Rows of box annotation data:
|---|

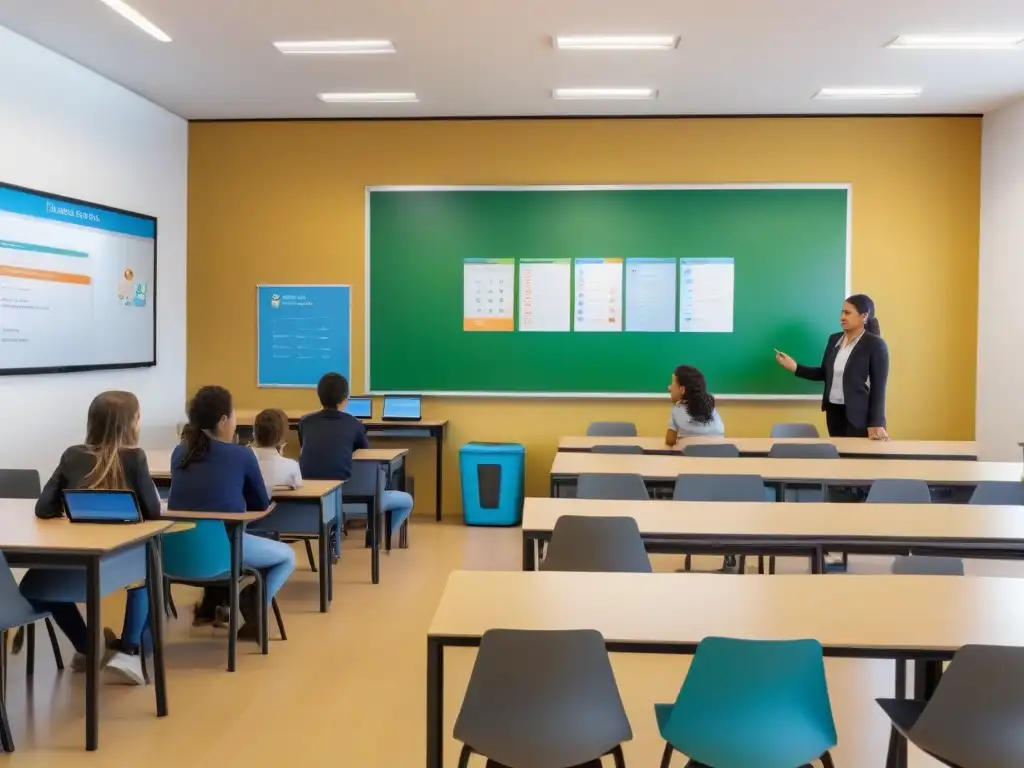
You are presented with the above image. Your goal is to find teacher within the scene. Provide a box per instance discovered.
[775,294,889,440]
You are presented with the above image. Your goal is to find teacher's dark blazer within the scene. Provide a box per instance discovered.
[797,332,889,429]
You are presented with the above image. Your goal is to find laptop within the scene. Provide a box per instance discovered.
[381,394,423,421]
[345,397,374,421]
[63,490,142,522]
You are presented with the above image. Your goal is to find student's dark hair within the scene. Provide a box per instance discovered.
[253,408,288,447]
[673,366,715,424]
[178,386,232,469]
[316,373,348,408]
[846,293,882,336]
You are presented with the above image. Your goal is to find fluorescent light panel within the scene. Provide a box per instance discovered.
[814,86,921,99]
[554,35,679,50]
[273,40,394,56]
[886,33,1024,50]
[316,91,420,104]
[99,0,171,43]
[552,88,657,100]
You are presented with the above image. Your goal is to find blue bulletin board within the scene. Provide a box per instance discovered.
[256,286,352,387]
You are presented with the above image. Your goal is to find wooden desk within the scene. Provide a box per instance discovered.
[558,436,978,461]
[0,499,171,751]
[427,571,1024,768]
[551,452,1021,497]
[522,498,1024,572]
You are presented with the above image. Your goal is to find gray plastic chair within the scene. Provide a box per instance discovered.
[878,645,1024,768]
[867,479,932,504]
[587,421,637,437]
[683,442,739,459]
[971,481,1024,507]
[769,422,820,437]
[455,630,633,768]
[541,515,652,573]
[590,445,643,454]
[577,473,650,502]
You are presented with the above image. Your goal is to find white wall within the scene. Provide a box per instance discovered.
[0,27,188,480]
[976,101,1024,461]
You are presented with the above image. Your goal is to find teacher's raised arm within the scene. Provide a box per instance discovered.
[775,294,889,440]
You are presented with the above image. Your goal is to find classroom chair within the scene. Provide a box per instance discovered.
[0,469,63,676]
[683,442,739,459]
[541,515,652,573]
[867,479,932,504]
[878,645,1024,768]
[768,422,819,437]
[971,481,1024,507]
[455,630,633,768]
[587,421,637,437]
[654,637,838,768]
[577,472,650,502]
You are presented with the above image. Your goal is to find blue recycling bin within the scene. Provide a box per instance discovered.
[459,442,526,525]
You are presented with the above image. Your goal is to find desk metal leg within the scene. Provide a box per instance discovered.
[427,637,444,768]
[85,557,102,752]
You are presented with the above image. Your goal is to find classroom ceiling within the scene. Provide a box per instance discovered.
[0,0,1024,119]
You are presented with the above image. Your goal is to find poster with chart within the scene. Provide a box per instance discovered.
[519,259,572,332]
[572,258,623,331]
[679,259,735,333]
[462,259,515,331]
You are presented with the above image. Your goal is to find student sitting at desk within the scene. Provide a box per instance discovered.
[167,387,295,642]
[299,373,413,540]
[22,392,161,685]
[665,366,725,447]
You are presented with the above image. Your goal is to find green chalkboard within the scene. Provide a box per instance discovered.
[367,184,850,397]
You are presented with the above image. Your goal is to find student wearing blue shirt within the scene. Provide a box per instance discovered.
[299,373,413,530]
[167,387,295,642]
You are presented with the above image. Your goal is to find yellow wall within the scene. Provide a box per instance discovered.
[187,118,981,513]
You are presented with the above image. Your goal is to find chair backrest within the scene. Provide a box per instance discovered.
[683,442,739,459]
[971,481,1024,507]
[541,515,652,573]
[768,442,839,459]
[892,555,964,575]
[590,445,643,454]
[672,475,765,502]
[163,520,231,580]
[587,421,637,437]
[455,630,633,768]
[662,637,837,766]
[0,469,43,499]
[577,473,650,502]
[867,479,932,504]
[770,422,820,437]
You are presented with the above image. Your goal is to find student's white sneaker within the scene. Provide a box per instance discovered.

|---|

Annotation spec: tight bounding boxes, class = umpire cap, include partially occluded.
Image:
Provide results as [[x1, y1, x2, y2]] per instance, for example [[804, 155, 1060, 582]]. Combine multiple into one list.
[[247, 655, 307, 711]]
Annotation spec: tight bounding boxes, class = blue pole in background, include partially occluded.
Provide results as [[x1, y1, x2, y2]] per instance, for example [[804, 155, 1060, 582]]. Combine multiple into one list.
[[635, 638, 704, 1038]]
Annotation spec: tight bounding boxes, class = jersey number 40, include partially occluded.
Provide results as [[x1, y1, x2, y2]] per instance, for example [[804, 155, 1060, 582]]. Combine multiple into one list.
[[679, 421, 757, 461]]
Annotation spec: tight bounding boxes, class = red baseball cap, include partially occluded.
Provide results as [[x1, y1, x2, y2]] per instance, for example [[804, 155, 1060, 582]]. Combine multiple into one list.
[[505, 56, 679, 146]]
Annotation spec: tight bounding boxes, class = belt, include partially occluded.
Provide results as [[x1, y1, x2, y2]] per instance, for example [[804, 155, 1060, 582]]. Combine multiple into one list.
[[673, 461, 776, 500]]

|---|

> EXERCISE OBJECTIVE:
Update the lines beginning with the one containing "Annotation spec: tight bounding boxes, class = jersey" and continuing through the one containing "[[679, 421, 757, 461]]", changing "Combine" to "Merge" and leaving everything else the same.

> EXPECTED ANSWER:
Annotation spec: tight bounding boxes, class = jersey number 40, include partially occluded.
Provide results as [[x1, y1, x2, y2]] per instance, for example [[804, 155, 1060, 582]]. Merge multiple into one list.
[[679, 421, 757, 461]]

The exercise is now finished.